--- DIRECTIONS FOR THIS TASK ---
Copy out every line, starting with the line that contains "Batch labeling spec: class = wine bottle." and going on through the line that contains "[277,10,318,39]", both ends included, and shift each bounding-box coordinate by adding -51 to it.
— begin RECORDS FOR THE EXERCISE —
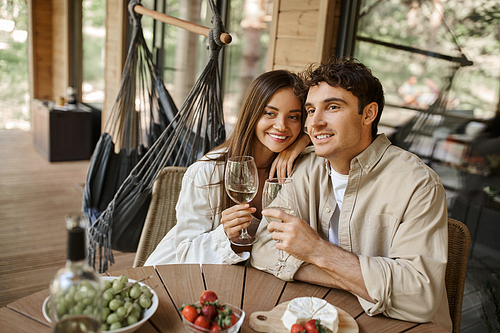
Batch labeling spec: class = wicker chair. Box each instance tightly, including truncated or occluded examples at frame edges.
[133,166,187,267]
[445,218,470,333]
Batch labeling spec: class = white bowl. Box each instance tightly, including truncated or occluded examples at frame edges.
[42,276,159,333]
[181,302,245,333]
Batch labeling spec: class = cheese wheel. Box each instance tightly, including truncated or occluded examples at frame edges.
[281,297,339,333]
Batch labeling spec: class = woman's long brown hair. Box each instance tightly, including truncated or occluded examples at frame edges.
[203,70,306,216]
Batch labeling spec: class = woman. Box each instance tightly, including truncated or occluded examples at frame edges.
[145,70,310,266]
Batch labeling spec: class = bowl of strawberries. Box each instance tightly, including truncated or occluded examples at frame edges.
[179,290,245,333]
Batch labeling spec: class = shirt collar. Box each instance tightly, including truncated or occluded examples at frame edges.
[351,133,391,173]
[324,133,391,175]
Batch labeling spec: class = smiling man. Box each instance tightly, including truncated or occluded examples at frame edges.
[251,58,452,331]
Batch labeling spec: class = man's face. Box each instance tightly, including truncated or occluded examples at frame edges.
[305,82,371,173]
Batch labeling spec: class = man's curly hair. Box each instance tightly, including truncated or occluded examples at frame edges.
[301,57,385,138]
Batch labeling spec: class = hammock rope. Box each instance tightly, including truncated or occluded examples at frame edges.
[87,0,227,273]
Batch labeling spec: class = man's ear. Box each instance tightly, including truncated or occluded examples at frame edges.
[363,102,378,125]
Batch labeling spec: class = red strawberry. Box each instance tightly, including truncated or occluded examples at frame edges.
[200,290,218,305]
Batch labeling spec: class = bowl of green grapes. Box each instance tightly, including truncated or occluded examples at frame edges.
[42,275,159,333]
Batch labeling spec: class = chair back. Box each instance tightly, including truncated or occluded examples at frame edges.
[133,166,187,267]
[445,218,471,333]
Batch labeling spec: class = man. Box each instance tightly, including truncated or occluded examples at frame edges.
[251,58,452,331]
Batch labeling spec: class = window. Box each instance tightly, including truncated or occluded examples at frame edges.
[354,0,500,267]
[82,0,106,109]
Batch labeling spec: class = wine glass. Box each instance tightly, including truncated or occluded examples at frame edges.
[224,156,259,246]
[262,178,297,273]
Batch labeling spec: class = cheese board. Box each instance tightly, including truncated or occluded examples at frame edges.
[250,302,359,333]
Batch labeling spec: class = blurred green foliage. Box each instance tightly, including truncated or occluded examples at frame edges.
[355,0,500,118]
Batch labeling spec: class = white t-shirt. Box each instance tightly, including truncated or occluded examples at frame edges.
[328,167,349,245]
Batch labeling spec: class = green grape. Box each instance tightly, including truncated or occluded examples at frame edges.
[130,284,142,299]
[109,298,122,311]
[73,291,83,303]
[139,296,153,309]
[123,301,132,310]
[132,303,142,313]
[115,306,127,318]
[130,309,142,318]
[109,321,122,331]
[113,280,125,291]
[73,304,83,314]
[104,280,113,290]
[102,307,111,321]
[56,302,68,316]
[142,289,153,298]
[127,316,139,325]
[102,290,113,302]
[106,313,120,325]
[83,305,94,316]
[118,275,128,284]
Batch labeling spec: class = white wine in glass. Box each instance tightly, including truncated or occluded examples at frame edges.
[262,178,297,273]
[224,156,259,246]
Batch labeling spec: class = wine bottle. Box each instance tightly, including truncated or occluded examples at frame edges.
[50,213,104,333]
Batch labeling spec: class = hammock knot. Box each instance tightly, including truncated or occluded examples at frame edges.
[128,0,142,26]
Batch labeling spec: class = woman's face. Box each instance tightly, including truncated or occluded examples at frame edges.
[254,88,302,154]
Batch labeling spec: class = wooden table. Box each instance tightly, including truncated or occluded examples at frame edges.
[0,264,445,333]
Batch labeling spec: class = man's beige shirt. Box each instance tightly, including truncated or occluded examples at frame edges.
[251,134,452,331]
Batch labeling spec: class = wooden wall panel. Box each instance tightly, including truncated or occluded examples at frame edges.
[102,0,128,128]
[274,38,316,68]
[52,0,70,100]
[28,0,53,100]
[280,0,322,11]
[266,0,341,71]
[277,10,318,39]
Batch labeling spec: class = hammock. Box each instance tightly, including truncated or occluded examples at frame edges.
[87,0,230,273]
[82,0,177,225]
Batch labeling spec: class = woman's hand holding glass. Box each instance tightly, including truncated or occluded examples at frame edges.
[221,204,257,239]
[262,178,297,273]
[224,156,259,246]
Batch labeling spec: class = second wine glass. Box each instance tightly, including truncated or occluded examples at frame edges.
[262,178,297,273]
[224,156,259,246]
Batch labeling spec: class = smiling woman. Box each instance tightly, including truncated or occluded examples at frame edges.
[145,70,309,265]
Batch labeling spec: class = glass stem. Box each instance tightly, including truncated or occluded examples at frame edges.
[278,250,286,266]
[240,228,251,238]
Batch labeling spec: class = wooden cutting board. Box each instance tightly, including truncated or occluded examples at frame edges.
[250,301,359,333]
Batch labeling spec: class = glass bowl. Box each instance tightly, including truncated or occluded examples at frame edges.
— end RECORDS FOR THE EXERCISE —
--- TASK OUTPUT ---
Batch labeling spec: class = wine bottle. Box each instance tightly, including truncated or occluded examples at frame edges.
[-1,162,53,282]
Batch labeling spec: class = hammock knot. Box each instance tightly, including truncated or occluded examples at frame edges.
[77,-51,91,-25]
Batch labeling spec: class = woman's face. Box each instance tightly, including truncated or occluded examples at frame edges.
[203,37,251,103]
Batch labeling spec: class = wooden table. Box each instance tightly, including truncated or occluded examples at frame edges.
[-51,213,394,282]
Batch labeling spec: class = man's beige shirt. Box each instance tightly, including truncated or occluded examples at frame edges.
[200,83,401,280]
Batch labeling spec: class = wooden wall panel. Box each instance tightly, including truncated or occluded examples at frame edges.
[51,-51,77,77]
[223,-13,265,17]
[1,-51,19,49]
[-23,-51,2,49]
[229,-51,271,-40]
[215,-51,290,20]
[226,-41,267,-12]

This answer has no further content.